SET EXERCISE
Reproduce every one of the entries below word for word, in the same order.

===

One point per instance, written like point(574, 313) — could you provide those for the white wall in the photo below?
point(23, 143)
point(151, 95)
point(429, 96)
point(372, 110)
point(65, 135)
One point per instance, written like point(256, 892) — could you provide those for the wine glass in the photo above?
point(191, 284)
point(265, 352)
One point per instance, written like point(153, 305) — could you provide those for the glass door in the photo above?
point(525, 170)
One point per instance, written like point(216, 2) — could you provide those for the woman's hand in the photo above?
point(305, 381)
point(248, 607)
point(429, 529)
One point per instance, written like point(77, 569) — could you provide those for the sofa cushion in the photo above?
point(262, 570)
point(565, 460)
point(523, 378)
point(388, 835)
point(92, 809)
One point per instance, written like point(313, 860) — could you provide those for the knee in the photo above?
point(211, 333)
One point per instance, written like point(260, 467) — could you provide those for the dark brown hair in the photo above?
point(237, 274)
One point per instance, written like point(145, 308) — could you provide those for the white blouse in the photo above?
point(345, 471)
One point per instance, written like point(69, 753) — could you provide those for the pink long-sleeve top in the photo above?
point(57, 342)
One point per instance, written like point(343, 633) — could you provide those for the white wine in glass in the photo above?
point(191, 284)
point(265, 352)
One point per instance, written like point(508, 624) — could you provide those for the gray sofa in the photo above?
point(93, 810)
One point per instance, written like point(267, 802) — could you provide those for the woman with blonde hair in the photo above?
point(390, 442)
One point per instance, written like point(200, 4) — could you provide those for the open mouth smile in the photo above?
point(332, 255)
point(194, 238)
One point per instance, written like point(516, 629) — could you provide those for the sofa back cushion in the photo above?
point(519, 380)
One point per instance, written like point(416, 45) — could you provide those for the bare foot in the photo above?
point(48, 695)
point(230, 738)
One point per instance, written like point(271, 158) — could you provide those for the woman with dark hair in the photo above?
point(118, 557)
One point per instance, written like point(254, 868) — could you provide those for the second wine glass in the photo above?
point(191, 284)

===

ANSWER FOR THE TASK
One point per instance, written like point(574, 313) — could you provide those for the white wall in the photo below?
point(23, 143)
point(151, 95)
point(429, 96)
point(372, 110)
point(65, 135)
One point per instance, written like point(256, 892) — could you provide those for the wine glass in the photo above?
point(191, 284)
point(265, 352)
One point per instance, written like point(153, 305) — could you provide those for the glass door in the photo above?
point(525, 170)
One point per instance, written like point(216, 2) — could you provide those for the woman's hand in the photo above?
point(305, 381)
point(248, 607)
point(429, 529)
One point per instance, written like point(77, 569) — could you provide those for the sofa cushion in the photo above?
point(262, 570)
point(565, 460)
point(523, 378)
point(388, 835)
point(92, 809)
One point per instance, written like point(313, 860) — could you provide those for the knee in the photo above?
point(211, 333)
One point per instance, written like point(260, 467) — could you provide those for the dark brown hair in the photo above?
point(237, 274)
One point per instance, written like point(145, 308) — could you provide those for the white blouse in the photo above?
point(345, 471)
One point per instance, written like point(69, 753) — could you provide those for the pink long-sleeve top in the photo above?
point(57, 342)
One point per instance, written like point(343, 633) — could you provide those for the white wine in glass in the photo above?
point(191, 284)
point(265, 352)
One point per instance, written like point(508, 624) — could you provide those for the gray sofa in the photo above?
point(93, 810)
One point per instance, written like point(267, 802) — could you provide those for the woman with blonde hair in the photo above?
point(390, 442)
One point per instance, written like point(200, 4) — could you provide those for the open mouth smile in the photo above?
point(332, 255)
point(194, 238)
One point per instance, written like point(516, 629) — could you provide those for the sofa back cushion in the photo above?
point(519, 380)
One point per instance, written like point(416, 45) — could you provide those for the bare foot in the photo above?
point(48, 695)
point(230, 738)
One point per instance, written like point(271, 158) — could you provide those for the woman with dark hair in the photo above?
point(118, 557)
One point per instance, written like point(254, 868) — could you provide those for the second wine glass in the photo above?
point(191, 284)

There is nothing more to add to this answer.